§ WHAT THE TASK ASKS
Scan the material for the word "wooden" and return every matching line.

##########

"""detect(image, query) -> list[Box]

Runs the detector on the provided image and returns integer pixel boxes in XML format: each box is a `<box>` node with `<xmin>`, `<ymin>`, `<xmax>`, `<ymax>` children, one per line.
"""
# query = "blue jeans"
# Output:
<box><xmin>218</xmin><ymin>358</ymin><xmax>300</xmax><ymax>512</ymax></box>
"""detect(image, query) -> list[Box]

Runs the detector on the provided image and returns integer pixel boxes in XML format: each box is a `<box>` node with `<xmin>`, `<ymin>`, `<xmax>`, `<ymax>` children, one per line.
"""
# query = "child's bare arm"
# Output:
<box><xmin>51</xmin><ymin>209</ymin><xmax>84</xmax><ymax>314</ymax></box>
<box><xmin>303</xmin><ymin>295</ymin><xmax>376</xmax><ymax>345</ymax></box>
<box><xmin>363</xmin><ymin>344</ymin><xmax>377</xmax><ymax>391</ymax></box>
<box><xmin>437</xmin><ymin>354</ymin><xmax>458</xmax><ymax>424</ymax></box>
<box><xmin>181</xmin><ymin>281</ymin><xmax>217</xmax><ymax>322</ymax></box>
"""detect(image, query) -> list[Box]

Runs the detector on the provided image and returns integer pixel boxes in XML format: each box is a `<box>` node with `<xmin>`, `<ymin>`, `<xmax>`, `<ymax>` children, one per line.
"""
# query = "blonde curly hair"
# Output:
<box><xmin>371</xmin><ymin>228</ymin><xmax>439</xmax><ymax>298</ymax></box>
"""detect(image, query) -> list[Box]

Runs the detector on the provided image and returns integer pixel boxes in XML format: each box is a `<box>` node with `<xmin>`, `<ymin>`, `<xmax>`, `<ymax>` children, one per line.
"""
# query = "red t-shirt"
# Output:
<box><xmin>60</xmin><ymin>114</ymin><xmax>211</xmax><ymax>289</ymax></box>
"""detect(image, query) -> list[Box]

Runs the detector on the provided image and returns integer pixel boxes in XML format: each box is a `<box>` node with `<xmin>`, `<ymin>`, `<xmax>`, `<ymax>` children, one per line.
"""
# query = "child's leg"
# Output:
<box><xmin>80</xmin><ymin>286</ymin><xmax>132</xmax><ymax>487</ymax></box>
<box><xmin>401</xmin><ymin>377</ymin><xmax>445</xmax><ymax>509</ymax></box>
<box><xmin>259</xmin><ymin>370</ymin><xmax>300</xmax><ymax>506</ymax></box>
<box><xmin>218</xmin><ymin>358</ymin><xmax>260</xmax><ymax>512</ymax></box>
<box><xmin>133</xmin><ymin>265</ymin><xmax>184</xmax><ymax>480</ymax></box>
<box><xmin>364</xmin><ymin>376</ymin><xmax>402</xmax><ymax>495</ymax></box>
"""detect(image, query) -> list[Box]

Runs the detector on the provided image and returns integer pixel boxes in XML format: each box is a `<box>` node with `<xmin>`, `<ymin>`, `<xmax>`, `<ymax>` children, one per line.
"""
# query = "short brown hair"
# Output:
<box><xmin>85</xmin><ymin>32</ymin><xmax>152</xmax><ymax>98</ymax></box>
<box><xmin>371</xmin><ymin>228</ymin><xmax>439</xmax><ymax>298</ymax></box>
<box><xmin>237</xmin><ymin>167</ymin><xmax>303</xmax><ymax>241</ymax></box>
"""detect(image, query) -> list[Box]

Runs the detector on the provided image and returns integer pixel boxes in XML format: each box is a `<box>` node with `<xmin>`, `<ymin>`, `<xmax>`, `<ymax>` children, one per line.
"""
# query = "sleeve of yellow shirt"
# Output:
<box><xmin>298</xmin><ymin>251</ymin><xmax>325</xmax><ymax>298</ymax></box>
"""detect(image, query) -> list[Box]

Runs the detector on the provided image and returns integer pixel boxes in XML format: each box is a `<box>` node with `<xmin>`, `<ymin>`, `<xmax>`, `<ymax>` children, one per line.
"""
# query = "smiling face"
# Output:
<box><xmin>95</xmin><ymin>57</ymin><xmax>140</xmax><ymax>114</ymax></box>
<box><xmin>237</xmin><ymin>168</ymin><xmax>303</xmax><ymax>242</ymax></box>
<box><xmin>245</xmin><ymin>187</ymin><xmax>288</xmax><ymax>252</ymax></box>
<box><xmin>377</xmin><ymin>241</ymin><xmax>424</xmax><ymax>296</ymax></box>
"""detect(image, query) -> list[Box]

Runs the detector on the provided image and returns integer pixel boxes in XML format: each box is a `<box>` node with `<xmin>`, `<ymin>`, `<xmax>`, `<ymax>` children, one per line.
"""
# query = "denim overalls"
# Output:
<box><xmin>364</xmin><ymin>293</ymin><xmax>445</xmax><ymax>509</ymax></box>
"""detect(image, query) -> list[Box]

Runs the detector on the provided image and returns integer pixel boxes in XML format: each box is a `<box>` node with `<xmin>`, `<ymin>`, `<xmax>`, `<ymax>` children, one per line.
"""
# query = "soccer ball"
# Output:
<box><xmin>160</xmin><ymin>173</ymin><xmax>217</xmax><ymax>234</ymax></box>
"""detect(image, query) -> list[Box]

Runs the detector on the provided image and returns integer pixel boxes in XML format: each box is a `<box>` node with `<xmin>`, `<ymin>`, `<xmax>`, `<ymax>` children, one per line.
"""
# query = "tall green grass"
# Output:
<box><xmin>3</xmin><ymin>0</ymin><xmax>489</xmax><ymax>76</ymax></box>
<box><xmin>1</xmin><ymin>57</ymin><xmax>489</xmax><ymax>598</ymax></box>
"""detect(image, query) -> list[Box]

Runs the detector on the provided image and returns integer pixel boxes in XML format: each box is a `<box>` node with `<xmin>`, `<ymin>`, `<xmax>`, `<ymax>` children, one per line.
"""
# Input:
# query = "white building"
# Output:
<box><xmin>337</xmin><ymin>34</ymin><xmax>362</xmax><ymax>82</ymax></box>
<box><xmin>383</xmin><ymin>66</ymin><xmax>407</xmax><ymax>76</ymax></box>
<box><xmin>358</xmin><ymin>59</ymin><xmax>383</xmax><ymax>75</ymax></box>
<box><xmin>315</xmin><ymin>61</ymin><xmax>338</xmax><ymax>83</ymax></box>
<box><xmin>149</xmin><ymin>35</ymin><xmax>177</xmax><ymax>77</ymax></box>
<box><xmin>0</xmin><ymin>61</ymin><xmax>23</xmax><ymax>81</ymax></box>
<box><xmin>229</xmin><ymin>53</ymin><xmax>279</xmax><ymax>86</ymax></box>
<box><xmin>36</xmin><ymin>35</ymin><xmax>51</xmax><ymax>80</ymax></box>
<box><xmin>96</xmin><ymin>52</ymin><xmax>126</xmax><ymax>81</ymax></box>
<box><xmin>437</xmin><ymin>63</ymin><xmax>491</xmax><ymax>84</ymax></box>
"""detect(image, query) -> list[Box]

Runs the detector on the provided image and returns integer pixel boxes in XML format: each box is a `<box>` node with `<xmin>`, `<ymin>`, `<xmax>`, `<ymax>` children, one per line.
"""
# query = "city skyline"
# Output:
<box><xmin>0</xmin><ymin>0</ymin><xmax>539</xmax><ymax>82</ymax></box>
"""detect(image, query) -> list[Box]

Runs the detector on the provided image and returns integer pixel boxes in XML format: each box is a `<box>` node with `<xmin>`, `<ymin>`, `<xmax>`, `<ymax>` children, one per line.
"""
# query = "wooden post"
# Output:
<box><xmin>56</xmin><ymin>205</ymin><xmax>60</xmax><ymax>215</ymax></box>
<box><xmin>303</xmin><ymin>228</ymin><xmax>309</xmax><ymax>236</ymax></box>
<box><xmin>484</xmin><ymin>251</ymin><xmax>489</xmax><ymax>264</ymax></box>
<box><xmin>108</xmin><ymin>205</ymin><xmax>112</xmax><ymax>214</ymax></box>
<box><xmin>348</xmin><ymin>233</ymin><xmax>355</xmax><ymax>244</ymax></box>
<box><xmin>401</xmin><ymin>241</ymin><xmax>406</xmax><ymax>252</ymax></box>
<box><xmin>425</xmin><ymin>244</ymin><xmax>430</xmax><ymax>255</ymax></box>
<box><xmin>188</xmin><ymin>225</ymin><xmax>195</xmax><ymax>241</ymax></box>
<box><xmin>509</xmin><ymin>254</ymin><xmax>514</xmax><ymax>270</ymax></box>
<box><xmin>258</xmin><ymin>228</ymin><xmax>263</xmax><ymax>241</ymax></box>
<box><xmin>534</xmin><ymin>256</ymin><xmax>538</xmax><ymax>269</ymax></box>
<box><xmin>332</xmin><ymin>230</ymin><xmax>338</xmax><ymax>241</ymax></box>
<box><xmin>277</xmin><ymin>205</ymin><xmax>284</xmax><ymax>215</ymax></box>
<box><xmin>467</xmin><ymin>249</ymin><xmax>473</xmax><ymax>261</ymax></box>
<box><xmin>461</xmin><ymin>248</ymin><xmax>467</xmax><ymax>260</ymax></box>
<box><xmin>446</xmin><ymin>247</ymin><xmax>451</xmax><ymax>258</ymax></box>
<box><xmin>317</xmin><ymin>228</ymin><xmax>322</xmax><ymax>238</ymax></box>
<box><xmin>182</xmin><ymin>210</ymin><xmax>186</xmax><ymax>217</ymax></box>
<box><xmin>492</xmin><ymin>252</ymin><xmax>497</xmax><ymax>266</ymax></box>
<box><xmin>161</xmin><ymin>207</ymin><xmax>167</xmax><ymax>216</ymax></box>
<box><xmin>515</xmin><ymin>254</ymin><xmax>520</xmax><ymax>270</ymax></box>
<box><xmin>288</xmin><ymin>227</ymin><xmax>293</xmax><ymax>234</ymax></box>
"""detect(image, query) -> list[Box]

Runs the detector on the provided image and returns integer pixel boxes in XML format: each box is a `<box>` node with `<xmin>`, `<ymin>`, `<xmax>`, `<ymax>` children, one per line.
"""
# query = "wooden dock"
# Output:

##########

§ ANSWER TO THIS PROBLEM
# query = "wooden post"
# query = "wooden dock"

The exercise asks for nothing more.